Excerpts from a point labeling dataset
┄┄┄┄┄┄┄┄┄┄
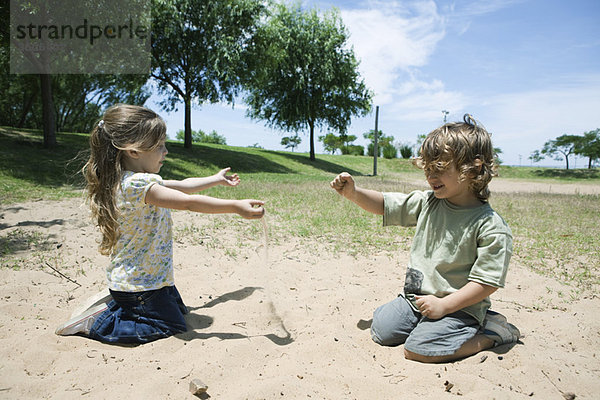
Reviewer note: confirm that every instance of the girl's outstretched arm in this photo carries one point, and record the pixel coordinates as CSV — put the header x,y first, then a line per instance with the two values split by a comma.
x,y
166,197
194,185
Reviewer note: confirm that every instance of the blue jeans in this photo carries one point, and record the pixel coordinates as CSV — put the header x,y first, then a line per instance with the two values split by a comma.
x,y
141,317
395,323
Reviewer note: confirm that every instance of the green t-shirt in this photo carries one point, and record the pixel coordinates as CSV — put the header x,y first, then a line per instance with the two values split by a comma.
x,y
452,245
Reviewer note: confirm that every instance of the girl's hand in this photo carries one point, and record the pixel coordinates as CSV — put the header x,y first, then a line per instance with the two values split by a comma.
x,y
227,180
250,209
343,184
431,306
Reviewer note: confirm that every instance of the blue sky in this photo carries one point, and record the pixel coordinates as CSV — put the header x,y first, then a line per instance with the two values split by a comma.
x,y
529,70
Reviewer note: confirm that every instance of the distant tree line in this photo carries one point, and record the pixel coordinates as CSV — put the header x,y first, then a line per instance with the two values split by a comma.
x,y
293,68
560,148
200,137
386,146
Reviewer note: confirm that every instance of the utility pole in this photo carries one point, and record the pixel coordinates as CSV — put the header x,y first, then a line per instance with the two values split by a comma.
x,y
375,149
445,112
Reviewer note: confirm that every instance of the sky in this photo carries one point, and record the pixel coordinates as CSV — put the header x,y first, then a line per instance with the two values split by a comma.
x,y
528,70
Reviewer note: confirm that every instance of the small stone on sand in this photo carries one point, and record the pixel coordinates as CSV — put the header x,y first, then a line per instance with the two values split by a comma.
x,y
197,386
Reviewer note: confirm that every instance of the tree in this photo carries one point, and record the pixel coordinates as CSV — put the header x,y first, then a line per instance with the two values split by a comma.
x,y
201,137
305,73
406,150
199,50
588,145
80,99
562,146
39,60
291,141
382,141
536,156
389,151
330,142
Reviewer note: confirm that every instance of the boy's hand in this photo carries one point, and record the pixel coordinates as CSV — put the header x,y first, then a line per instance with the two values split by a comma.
x,y
343,184
431,306
227,180
250,209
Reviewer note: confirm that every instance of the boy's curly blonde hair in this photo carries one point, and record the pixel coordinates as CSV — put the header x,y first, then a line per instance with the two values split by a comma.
x,y
468,146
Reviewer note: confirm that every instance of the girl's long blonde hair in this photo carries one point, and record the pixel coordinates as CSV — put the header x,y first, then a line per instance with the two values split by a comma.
x,y
123,127
466,144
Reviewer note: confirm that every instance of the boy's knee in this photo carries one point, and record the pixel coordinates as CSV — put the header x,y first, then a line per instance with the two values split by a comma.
x,y
382,334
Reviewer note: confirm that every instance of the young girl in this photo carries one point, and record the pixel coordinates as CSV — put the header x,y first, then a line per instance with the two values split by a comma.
x,y
131,204
459,255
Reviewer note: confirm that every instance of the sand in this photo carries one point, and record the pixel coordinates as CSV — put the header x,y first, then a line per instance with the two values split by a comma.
x,y
293,325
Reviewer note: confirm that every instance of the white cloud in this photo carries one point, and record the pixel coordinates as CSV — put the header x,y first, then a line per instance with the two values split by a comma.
x,y
390,39
523,121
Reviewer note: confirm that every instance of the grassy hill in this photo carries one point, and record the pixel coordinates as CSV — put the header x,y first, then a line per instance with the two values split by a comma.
x,y
28,171
557,235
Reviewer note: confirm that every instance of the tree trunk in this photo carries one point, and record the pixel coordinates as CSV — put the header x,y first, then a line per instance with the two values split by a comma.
x,y
188,124
311,124
48,112
27,108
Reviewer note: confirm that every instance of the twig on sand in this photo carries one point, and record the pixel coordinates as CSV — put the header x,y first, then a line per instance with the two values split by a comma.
x,y
63,275
566,395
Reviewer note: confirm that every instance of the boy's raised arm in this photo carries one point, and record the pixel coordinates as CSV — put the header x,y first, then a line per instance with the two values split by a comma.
x,y
369,200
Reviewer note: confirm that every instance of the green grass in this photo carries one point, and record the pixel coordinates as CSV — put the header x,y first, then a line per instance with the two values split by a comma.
x,y
555,235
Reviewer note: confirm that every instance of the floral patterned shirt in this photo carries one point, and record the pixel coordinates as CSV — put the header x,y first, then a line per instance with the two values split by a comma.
x,y
143,256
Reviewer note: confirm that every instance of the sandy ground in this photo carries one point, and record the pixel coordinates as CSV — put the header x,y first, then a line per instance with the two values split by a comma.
x,y
288,323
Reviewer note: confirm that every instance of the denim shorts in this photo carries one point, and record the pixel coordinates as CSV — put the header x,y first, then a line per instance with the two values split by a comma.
x,y
141,317
396,323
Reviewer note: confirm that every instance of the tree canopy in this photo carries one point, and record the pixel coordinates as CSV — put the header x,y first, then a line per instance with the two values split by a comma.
x,y
198,50
304,73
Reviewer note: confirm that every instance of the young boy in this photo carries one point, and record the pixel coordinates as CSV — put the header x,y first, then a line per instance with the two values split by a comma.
x,y
459,255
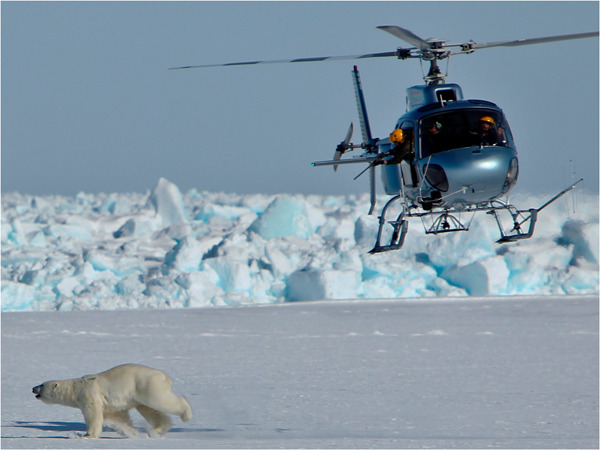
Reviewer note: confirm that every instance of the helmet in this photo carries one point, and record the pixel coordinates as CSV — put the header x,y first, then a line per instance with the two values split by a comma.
x,y
397,136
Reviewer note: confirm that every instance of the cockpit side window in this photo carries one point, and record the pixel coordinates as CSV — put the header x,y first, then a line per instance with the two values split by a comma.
x,y
408,128
463,128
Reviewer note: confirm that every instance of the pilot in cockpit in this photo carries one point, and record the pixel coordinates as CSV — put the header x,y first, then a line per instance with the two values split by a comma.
x,y
486,132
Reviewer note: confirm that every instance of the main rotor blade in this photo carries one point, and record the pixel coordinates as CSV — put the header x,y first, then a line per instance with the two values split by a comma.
x,y
541,40
406,35
283,61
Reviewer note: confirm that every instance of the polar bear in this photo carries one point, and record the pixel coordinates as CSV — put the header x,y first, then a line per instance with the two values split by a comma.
x,y
108,396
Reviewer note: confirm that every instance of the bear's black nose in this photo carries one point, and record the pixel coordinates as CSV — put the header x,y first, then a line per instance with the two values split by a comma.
x,y
37,390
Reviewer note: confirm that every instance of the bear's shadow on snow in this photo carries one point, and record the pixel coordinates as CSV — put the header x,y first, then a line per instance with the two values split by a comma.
x,y
77,426
53,426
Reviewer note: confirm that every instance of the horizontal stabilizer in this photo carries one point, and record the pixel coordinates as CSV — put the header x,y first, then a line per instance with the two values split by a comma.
x,y
333,162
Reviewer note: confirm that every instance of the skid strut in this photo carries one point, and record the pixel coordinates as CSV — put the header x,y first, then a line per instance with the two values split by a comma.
x,y
400,226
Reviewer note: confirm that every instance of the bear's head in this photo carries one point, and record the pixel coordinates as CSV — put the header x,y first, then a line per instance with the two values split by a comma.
x,y
47,391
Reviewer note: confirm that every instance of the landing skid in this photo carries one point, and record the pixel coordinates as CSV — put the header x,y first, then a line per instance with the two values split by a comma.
x,y
521,217
448,221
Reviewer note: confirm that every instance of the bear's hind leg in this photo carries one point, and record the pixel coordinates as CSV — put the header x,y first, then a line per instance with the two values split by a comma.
x,y
92,413
159,422
121,422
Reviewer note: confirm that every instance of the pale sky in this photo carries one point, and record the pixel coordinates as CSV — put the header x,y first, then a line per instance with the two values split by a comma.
x,y
88,102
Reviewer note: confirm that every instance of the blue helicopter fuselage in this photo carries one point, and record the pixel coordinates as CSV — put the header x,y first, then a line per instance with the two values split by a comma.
x,y
464,153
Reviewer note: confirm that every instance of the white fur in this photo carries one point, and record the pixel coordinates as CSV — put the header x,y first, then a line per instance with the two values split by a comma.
x,y
108,396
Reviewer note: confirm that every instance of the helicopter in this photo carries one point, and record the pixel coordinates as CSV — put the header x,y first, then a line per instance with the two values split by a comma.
x,y
447,158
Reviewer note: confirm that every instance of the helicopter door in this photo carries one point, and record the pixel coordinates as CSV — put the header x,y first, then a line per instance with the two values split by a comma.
x,y
405,173
408,168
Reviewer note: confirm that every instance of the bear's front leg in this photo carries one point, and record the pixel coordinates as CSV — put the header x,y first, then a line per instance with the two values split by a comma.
x,y
92,413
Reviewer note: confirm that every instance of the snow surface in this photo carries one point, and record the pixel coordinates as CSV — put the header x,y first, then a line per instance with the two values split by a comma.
x,y
163,249
503,372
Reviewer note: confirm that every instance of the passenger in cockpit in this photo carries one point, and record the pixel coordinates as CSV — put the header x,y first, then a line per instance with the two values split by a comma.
x,y
486,132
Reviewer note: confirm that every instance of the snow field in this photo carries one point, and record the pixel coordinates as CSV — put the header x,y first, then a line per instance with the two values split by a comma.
x,y
502,372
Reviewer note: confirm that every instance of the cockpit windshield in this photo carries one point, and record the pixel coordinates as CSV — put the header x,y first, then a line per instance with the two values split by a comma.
x,y
464,128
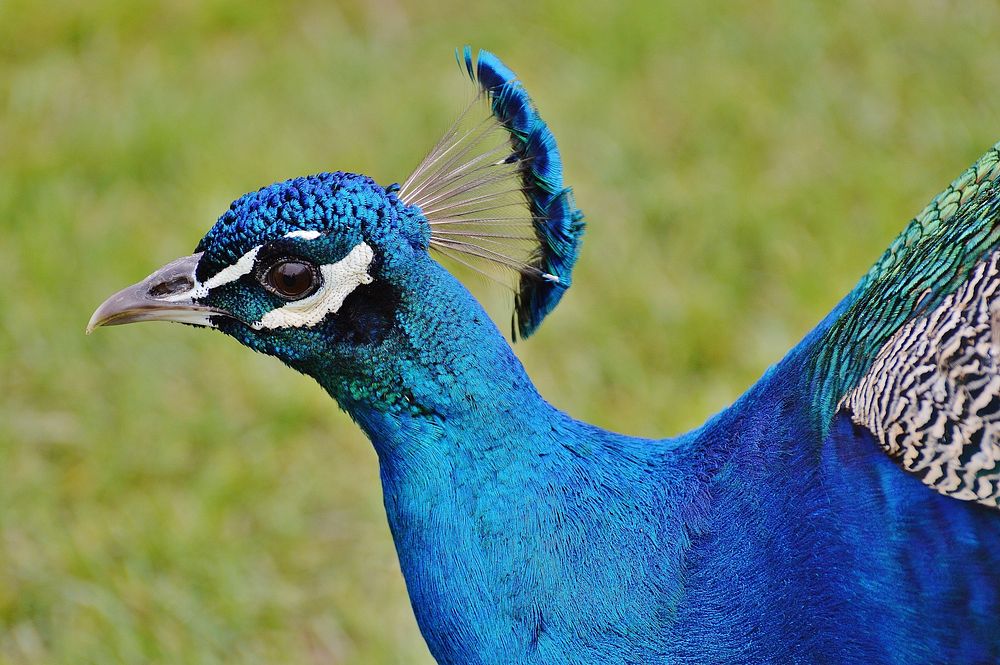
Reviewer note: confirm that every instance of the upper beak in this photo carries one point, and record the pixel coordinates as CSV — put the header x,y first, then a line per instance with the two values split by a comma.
┄┄┄┄┄┄┄┄┄┄
Do this: Can you lay out the listing as a JSON list of strings, one string per line, from the line containing "the helicopter door" through the last line of the listing, with blank lines and pictures left out?

Complete answer:
[
  "Reviewer note: confirm that every instance of the helicopter door in this photo carries one point, and record the pixel coordinates as CSV — put the header x,y first, then a line per instance with the two values split by a comma.",
  "x,y",
  "405,173",
  "408,168",
  "Reviewer note: confirm that every instance of the bear's front leg in this photo carries one point, and record the pixel coordinates as CSV — put the header x,y first, then a line per instance with the two values split by a comma.",
  "x,y",
  "92,413",
  "Reviewer note: confirm that every instance of the snow surface in this photo carries one point, and record the pixel coordinates as CSV — put the header x,y first, then a line per instance with the two values split by a comma.",
  "x,y",
  "163,249",
  "503,372",
  "Reviewer note: confirm that every instance of the passenger in cockpit in this photo carries one point, and record the pixel coordinates as CSV — put the header x,y first, then a line per instance with the two values split by a comma.",
  "x,y",
  "486,132",
  "Reviewer note: confirm that every instance of the snow field in this photo carries one point, and record the pixel coordinates as CSV — put the header x,y first, then a line per instance with the two values split by a comma.",
  "x,y",
  "502,372",
  "Reviewer note: confirm that every instance of the cockpit windshield in this photo carries one point, and record the pixel coordinates as CSV — put the header x,y first, then a line per instance with the two values split by a comma.",
  "x,y",
  "464,128",
  "Reviewer note: confirm that every instance of the upper beak in this photo carries one point, and record the pixel coordinates as CSV — put the header x,y first, then a line per instance with the two values split by a comma."
]